### Set task 1
Answer these questions about the text on Python and C++ type checking that follows, using only what it states.
(a) How many years of C++ experience does the writer report?
(b) Which of the two languages does the text call safer?
(c) How hard does the text say type errors that tests miss are to debug?

### Text to read
━━━━━━━━━━
I can give you my anecdotal experience on this aka "authoritative" in your words. I am a really really really good python engineer with over a decade of experience. For C++ I have 4 years of experience, I would say I'm just ok with it.
Python is indeed safer then C++. Basically when you check for type errors at runtime, you actually easily hit all reasonable use cases pretty quickly. This is why unit testing works in reality even though your only testing a fraction of the domain.
Sure this isn't a static proof but in Practical terms static type checking is only minimally better then run-time type checking. You can only see this once you have extensive experience with both languages and you see how trivial type errors are. Practicality of technologies isn't a property you can mathematically derive, it's something you get a feel for once you've programmed enough in the relevant technologies. It helps you answer the question of "How often and how easy do type errors occur uncaught by tests?" Not that much more often and not hard at all to debug.
━━━━━━━━━━
### Material shown
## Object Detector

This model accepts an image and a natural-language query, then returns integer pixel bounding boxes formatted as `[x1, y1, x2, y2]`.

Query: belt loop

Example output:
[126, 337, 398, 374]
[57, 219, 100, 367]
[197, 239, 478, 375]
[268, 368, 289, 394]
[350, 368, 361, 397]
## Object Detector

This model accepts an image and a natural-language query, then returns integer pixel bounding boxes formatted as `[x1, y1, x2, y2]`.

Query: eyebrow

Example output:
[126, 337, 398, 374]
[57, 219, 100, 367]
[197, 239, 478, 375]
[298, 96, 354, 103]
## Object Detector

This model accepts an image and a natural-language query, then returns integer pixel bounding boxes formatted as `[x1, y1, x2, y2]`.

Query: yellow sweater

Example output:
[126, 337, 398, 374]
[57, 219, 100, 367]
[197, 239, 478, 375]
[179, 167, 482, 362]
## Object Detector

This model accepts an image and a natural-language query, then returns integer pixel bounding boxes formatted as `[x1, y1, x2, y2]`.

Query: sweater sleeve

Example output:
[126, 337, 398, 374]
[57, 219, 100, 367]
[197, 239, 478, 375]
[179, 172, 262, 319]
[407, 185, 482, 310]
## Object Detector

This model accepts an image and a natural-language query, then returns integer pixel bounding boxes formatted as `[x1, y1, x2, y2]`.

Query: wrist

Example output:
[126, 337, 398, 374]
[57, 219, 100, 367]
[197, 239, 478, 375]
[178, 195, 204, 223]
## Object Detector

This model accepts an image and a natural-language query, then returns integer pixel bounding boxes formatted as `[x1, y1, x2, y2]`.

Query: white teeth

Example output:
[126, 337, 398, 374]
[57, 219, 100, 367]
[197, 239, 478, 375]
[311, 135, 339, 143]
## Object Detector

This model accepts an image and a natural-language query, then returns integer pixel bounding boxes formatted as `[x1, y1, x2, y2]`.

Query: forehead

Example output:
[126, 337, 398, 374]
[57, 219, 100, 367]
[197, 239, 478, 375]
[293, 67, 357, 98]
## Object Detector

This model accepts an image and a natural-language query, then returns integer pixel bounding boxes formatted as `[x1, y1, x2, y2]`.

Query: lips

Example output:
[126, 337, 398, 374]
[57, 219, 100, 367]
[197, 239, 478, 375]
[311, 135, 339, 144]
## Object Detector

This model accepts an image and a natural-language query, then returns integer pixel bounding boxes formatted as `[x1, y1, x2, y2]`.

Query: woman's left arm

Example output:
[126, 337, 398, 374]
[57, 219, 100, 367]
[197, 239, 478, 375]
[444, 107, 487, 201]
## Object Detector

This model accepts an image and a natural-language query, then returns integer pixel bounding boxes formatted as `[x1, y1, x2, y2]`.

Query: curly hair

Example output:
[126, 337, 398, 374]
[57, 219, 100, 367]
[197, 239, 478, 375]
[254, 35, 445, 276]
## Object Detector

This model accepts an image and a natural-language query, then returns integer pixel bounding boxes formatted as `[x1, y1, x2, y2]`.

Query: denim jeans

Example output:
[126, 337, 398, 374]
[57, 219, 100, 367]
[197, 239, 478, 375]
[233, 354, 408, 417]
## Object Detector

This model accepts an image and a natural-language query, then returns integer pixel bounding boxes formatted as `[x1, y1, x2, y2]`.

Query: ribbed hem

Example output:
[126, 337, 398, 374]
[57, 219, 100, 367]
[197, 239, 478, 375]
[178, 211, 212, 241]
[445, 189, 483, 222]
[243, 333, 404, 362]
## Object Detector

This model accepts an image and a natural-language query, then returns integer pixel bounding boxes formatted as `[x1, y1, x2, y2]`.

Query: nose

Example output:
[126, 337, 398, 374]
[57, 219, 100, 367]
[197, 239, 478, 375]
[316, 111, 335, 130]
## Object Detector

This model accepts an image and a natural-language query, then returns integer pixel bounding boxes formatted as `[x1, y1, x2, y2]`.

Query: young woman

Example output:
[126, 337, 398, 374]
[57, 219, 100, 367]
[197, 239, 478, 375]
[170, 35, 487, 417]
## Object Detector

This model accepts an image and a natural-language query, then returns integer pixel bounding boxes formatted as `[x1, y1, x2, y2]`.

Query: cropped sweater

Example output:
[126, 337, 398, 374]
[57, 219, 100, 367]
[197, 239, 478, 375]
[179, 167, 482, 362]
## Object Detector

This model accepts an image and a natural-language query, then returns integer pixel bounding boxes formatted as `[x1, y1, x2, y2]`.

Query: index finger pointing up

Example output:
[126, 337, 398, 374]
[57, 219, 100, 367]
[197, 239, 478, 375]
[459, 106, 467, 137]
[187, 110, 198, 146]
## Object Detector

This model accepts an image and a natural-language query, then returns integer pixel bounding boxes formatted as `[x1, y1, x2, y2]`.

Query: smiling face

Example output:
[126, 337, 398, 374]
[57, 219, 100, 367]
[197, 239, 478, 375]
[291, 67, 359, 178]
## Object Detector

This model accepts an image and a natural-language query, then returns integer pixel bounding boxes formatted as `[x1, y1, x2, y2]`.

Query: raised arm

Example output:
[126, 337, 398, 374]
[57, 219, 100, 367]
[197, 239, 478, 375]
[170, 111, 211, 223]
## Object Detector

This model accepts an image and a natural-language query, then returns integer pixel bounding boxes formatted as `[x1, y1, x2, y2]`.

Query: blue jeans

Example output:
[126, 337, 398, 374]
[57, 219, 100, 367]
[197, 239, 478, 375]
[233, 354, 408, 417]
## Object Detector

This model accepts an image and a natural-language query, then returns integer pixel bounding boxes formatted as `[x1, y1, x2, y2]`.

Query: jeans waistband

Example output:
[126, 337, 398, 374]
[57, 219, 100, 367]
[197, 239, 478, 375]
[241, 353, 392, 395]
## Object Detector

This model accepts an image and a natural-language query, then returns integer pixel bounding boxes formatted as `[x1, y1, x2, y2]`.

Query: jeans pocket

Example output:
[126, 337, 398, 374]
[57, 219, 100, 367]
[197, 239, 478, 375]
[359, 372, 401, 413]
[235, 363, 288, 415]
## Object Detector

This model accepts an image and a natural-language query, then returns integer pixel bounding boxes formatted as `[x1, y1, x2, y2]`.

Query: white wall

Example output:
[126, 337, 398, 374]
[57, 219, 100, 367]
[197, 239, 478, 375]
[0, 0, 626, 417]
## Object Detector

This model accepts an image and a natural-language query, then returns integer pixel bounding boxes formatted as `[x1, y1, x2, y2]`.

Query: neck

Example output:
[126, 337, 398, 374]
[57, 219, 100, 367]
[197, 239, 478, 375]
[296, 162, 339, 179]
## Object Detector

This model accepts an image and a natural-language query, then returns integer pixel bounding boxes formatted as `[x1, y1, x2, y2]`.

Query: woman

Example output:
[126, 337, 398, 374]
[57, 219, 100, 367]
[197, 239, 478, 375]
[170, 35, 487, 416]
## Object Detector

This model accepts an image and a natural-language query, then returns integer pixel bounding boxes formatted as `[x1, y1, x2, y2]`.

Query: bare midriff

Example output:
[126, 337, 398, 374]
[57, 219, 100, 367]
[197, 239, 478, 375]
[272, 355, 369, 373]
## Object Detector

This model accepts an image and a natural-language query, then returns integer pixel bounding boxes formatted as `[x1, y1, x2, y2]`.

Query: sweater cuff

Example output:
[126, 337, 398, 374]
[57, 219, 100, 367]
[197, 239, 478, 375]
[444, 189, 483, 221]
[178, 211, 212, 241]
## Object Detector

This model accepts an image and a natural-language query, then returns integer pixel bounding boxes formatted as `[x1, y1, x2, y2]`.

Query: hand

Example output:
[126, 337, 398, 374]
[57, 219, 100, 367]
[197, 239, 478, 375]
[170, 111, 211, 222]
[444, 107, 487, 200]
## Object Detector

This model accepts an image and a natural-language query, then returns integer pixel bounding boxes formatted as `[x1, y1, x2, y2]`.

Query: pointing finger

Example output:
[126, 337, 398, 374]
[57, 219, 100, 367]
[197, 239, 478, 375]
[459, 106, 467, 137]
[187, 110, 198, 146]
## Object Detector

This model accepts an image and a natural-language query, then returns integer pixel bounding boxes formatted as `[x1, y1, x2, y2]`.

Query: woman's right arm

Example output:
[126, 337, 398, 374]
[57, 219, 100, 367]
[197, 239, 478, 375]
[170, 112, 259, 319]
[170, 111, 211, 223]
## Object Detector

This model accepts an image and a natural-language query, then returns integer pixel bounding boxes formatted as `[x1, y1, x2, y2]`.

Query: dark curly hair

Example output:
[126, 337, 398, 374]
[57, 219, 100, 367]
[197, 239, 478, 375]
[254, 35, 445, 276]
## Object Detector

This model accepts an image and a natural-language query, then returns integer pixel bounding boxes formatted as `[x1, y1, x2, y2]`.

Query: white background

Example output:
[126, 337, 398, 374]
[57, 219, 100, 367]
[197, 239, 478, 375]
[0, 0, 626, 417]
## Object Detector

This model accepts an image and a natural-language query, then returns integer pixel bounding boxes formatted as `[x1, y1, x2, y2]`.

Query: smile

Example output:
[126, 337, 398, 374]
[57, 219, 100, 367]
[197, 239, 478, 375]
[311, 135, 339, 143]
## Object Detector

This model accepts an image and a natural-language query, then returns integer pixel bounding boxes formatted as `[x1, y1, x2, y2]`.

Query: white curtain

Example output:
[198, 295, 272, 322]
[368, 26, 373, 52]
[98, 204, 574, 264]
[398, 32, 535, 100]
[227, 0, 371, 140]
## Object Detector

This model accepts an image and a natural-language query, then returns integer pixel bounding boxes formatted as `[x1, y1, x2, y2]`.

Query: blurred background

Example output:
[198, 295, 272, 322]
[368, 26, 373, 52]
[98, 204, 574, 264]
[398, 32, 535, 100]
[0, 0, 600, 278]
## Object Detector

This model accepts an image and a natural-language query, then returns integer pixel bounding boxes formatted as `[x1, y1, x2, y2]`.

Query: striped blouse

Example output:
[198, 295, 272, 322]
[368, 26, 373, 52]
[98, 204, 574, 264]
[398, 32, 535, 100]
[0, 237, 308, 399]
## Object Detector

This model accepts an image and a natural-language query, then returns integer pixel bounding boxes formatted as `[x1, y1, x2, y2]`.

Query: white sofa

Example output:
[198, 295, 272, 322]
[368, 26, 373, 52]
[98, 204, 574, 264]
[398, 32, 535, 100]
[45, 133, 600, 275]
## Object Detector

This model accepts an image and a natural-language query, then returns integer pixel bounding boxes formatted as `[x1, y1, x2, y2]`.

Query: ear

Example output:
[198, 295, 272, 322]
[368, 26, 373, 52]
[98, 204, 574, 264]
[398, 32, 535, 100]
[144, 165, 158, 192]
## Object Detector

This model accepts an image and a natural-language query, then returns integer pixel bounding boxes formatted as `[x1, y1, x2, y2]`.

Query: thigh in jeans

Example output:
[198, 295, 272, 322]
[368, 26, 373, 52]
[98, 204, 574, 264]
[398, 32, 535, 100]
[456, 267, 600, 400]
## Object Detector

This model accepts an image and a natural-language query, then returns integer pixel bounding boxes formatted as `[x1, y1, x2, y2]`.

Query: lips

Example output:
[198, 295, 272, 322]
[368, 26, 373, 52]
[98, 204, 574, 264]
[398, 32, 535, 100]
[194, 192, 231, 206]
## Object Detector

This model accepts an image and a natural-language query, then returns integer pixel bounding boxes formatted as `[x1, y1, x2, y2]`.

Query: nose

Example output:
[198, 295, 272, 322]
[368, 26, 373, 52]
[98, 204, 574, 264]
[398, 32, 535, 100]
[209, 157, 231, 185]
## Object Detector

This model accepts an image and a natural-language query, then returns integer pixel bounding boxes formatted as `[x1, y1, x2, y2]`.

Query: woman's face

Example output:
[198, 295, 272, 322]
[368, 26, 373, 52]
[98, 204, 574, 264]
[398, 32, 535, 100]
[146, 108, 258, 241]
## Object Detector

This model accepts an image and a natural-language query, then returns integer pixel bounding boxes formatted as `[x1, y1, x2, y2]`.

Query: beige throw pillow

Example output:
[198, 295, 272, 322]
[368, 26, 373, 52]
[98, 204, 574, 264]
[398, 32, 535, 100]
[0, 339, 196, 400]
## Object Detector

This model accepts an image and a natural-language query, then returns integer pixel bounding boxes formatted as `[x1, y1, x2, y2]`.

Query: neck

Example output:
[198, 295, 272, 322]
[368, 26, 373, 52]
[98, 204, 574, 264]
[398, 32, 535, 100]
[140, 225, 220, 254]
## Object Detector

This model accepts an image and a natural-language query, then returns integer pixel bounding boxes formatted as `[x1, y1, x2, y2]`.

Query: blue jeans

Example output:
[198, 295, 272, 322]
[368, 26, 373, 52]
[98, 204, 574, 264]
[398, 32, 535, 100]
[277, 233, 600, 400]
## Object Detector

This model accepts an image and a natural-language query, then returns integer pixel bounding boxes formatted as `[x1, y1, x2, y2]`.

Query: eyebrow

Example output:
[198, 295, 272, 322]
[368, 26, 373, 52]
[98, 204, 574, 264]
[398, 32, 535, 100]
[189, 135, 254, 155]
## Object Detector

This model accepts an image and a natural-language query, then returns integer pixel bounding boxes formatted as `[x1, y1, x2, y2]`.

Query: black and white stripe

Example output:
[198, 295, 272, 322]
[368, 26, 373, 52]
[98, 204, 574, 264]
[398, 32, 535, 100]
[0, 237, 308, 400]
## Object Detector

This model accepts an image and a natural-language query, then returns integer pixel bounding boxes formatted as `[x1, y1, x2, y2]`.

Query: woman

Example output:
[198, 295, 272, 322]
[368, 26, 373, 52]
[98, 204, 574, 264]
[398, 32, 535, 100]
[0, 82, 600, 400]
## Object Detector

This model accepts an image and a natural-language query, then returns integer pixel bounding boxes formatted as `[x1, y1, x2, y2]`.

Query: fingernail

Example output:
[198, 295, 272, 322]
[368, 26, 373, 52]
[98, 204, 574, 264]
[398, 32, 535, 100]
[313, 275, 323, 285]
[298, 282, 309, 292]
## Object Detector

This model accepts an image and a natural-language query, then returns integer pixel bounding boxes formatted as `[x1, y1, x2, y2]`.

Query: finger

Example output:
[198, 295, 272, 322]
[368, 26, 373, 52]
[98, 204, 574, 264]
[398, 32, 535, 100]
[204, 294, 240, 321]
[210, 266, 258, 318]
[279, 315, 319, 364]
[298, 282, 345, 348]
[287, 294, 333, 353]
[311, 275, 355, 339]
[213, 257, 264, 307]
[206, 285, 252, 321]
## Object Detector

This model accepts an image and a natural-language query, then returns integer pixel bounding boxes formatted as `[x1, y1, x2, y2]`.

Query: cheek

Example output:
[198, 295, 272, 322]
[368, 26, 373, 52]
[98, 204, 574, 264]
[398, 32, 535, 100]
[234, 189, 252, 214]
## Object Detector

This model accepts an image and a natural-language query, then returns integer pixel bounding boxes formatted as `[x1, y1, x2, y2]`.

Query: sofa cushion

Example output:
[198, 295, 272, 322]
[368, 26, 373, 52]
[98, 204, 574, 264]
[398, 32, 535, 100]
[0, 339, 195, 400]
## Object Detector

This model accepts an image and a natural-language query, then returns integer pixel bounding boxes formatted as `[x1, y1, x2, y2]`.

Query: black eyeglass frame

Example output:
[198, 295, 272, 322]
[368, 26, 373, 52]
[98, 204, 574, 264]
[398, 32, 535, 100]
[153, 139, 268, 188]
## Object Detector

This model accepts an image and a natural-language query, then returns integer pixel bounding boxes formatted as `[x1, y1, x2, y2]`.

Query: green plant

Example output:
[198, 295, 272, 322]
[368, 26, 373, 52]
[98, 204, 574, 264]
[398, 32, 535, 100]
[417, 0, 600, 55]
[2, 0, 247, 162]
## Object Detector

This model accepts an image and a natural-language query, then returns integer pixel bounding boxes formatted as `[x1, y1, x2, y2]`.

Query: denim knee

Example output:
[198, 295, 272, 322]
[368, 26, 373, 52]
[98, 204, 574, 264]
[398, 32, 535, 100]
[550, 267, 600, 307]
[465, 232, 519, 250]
━━━━━━━━━━
### Set task 2
Extract each line in the rows above that contains the word "pointing". Case counts.

### Written solution 1
(a) 4 years
(b) Python
(c) Not hard at all

### Written solution 2
Query: index finger pointing up
Query: pointing finger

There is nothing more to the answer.